(Pointing records)
--------------------

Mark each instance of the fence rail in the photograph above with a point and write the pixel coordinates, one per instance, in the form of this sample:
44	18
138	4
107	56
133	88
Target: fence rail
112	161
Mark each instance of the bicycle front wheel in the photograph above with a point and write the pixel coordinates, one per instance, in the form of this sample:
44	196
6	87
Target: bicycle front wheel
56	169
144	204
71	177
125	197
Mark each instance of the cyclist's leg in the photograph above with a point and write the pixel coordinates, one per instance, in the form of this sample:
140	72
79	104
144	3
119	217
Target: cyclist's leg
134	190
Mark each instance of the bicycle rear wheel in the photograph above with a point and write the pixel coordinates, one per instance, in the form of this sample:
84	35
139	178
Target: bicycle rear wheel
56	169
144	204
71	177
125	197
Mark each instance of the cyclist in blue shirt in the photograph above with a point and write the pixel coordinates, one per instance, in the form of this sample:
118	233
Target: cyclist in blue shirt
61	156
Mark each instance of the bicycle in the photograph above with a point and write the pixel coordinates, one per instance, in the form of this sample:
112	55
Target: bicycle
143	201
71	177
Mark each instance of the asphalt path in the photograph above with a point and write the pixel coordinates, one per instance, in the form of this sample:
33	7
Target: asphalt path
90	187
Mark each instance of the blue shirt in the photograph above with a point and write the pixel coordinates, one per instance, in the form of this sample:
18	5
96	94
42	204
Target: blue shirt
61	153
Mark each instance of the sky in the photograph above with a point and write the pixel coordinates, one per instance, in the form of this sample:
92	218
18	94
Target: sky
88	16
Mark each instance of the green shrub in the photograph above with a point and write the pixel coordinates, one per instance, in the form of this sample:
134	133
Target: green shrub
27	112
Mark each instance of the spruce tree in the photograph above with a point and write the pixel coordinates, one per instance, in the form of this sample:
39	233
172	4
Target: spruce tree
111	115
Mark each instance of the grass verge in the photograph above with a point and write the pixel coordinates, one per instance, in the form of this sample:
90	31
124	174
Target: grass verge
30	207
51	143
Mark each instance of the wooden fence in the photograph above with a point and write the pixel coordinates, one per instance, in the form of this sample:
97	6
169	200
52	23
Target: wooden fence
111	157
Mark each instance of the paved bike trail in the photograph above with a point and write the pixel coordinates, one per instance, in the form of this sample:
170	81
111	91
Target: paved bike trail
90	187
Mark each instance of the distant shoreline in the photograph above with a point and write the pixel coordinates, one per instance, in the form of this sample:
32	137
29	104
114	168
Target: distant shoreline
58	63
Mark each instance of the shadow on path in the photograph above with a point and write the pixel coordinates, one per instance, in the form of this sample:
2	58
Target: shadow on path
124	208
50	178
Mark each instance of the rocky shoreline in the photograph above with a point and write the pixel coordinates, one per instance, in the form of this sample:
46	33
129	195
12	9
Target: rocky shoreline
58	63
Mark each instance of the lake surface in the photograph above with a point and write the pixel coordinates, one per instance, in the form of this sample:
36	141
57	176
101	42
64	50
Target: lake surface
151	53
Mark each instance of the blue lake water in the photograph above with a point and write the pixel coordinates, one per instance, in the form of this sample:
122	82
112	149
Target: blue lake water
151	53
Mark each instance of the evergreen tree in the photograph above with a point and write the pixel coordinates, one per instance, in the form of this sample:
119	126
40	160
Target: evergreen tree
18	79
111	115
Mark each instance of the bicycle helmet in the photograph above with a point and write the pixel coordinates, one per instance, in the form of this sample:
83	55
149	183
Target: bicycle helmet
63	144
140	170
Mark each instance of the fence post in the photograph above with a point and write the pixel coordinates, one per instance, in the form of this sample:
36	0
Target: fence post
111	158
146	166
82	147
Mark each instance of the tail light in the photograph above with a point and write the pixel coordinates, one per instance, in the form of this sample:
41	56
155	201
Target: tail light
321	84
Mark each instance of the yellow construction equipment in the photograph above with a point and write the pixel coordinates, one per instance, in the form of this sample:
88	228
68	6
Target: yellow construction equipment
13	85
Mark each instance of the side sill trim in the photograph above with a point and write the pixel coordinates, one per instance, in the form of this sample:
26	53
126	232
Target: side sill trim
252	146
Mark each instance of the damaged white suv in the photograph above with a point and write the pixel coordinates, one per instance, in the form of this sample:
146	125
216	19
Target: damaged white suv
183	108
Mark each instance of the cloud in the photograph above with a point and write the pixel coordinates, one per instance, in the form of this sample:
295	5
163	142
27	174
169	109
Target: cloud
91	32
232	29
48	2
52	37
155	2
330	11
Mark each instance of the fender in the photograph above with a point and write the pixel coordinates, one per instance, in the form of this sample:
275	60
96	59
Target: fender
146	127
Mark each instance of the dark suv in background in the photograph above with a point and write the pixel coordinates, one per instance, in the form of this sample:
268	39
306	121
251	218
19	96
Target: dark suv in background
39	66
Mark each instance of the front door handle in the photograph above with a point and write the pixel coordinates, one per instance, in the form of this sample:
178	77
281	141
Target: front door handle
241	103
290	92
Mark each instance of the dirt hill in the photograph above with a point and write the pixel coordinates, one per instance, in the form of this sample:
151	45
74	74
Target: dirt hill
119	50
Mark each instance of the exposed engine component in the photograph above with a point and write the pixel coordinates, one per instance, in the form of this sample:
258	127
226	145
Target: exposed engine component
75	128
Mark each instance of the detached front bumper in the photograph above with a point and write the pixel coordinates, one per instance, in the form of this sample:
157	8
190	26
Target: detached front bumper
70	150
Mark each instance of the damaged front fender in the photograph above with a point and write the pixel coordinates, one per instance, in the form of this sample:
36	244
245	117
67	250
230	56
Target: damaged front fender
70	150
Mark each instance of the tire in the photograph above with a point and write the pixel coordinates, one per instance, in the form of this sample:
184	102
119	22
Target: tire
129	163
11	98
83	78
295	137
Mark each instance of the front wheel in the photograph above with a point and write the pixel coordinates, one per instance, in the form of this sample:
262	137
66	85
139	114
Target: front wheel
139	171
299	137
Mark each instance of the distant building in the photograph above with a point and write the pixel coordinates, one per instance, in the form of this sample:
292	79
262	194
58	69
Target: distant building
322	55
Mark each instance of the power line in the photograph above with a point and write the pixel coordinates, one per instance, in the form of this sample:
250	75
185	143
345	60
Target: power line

--------------------

__Objective__:
From the line containing "Mark each instance of the tire" through the final line of the listing above, retype every line exactly; leave out everything else.

__Final answer__:
Mark each instance of the tire in the photograph above with a point and write the pixel coordinates, one per instance, in the form of this sample:
184	102
119	22
Target: tire
129	163
11	98
83	78
295	137
Mark each instance of the front wheel in the photograph above with a point and write the pixel coordinates, one per instance, in the form of this sample:
262	137
66	85
139	114
Target: front wheel
139	171
299	137
Mark each instance of the distant building in the photograph above with a point and write the pixel coordinates, one per instance, in the form of this sample:
292	79
262	194
58	69
Target: distant building
322	55
Mark each instance of the power line in the photograph above with a point and write the pixel coordinates, one per instance, in the form of this sample:
250	75
185	143
345	60
Target: power line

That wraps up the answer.